— WORK INSTRUCTION —
Output the listing below verbatim, but drop the images.

═══

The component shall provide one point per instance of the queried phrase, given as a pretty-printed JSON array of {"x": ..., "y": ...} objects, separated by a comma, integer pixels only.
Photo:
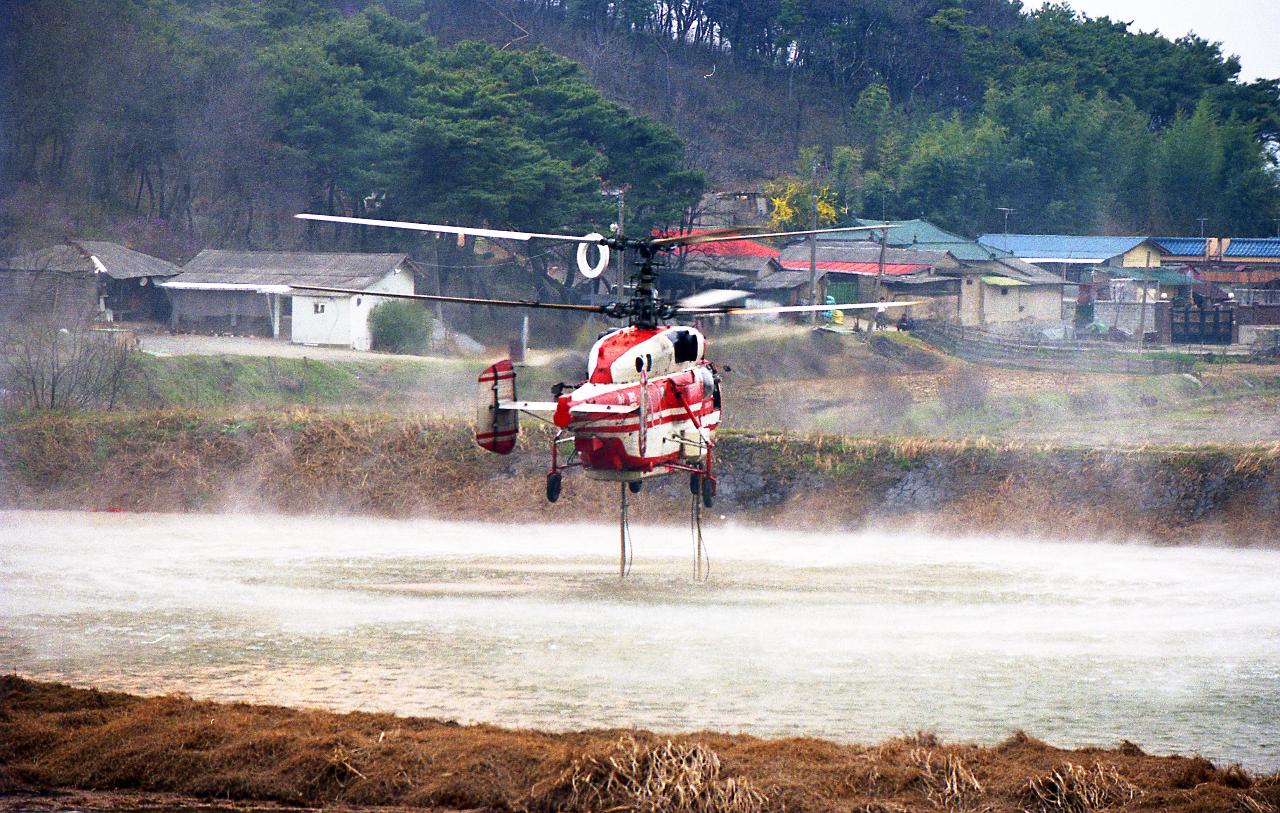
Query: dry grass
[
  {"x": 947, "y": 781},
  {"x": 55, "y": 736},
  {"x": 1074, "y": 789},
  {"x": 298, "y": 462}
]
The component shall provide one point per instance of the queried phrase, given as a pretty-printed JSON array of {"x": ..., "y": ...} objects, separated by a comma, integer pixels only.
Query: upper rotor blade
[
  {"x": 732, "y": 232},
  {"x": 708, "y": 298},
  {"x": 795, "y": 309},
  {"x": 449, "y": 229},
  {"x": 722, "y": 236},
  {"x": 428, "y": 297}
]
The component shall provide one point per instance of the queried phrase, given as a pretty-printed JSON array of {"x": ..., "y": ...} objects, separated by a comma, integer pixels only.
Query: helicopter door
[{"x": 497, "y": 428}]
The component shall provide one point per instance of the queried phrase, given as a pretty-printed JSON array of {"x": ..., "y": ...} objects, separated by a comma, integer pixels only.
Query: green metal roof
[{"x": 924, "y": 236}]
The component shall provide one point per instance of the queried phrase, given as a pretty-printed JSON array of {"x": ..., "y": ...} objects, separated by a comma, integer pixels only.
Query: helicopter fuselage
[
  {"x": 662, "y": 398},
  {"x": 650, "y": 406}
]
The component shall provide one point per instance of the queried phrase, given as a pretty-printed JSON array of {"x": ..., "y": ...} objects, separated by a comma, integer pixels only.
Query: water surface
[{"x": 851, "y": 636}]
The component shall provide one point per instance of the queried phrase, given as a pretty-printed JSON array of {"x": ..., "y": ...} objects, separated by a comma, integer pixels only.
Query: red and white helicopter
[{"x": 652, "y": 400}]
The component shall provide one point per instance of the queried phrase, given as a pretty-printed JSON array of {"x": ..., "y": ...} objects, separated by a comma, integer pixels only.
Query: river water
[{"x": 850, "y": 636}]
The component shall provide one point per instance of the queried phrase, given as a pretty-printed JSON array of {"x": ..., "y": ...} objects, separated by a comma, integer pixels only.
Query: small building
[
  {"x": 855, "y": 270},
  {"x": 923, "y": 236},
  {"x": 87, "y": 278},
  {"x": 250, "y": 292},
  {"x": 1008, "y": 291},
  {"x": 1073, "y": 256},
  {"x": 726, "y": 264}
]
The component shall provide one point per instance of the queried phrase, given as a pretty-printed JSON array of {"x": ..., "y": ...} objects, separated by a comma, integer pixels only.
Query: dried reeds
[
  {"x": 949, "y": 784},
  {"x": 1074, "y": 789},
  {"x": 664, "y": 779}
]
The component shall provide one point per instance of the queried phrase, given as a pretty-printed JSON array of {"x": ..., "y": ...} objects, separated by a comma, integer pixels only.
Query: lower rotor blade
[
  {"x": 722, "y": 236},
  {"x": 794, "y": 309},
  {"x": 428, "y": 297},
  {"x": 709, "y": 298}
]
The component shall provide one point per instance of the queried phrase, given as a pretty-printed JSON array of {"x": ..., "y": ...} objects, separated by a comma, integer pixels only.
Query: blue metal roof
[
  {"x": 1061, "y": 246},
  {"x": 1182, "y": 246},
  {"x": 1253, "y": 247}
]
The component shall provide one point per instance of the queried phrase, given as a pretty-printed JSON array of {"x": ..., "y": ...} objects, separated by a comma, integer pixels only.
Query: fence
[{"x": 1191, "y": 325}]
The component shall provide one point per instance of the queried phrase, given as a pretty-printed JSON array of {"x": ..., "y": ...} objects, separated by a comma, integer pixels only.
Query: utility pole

═══

— COMPLETED TASK —
The component shall provide one point per instance of the queried phrase, given as a pretty-printed JSON array of {"x": ..., "y": ...} objects, separated by a comma, integer pixels only.
Photo:
Query: dry grass
[
  {"x": 947, "y": 781},
  {"x": 55, "y": 736},
  {"x": 1074, "y": 789},
  {"x": 298, "y": 462}
]
The component shall provide one point per instance of the queried phrase, given as a pretty-printed JSON array of {"x": ..., "y": ...} objects, separated by a comma, integer pixels only.
Query: upper rotor blade
[
  {"x": 732, "y": 232},
  {"x": 708, "y": 298},
  {"x": 795, "y": 309},
  {"x": 449, "y": 229},
  {"x": 722, "y": 236},
  {"x": 428, "y": 297}
]
The component shall provide one point per instance of the queried phrase, given as a pretty-printed JSON array of {"x": ..., "y": ...} objects, separated by a comma, integer pixels only.
Query: helicopter door
[{"x": 497, "y": 428}]
The component shall provide one point per instance of the queried phrase, given as a pretty-printed JSON array of {"x": ..., "y": ...} objects, separated by a comma, integer pixels only.
Query: green metal roof
[{"x": 924, "y": 236}]
The component shall provide one point per instance of the queried phrase, given as a pretty-printed JSON array of {"x": ..., "y": ...} objects, separated by a comma, integer pixels only.
Query: helicopter fuselage
[
  {"x": 662, "y": 398},
  {"x": 650, "y": 406}
]
The component shall provide one point per instance of the queried phrase, given as a pretty-printed JSON array of {"x": ..., "y": ...} objects, separated by a comma, integer pixels only.
Query: water surface
[{"x": 851, "y": 636}]
The component shall provide one point per instance of the queried phrase, given as a pretty-printed JSON array of {"x": ..., "y": ...} objects, separated by a comma, integer pixels only.
Query: red and white helicopter
[{"x": 652, "y": 400}]
The component shall provide one point per instance of the queried phrase, given as a pretty-printed JSON array of {"x": ..., "y": ...} objects, separated by a comma, integer pixels only.
Query: river water
[{"x": 850, "y": 636}]
The component shall provide one point per instance of the queried phrase, given as a pretty-printed JSON array of {"x": ..., "y": ...} objects, separated by a comma, integer pixels only.
Query: small building
[
  {"x": 855, "y": 270},
  {"x": 923, "y": 236},
  {"x": 87, "y": 278},
  {"x": 250, "y": 292},
  {"x": 1008, "y": 291},
  {"x": 1073, "y": 256},
  {"x": 726, "y": 264}
]
The component shall provide one point per instance of the queried phrase, given as a pretty-printed JSON array of {"x": ..., "y": ...} objects, separated by a comma, integer pixels only.
Query: dried reeds
[
  {"x": 949, "y": 784},
  {"x": 1074, "y": 789},
  {"x": 664, "y": 779}
]
The component shall provide one point per instance of the queried phrase, given as a pretty-printed JSON array of {"x": ..., "y": ...} objects, separated by a comma, integer pixels only.
Query: lower rotor blade
[
  {"x": 722, "y": 236},
  {"x": 794, "y": 309},
  {"x": 428, "y": 297},
  {"x": 709, "y": 298}
]
The component shall provide one point per instance of the queried phrase, given as a pretty-printed JSON array of {"x": ..., "y": ...} objects, separated by a comma, integer pixels only.
Query: blue metal roof
[
  {"x": 1061, "y": 246},
  {"x": 1182, "y": 246},
  {"x": 1253, "y": 247}
]
The component shall provide one point per instance of the queried phrase, given as a pretty-printed JSON array of {"x": ..., "y": ...} objects, separated by a comma, integer pixels only.
Query: fence
[{"x": 1191, "y": 325}]
The component shall provide one point per instance of the queried phrase, given as a pretty-printed JSON array of {"x": ..., "y": ...} objects, separated by a comma, integer pixels only.
Query: utility pole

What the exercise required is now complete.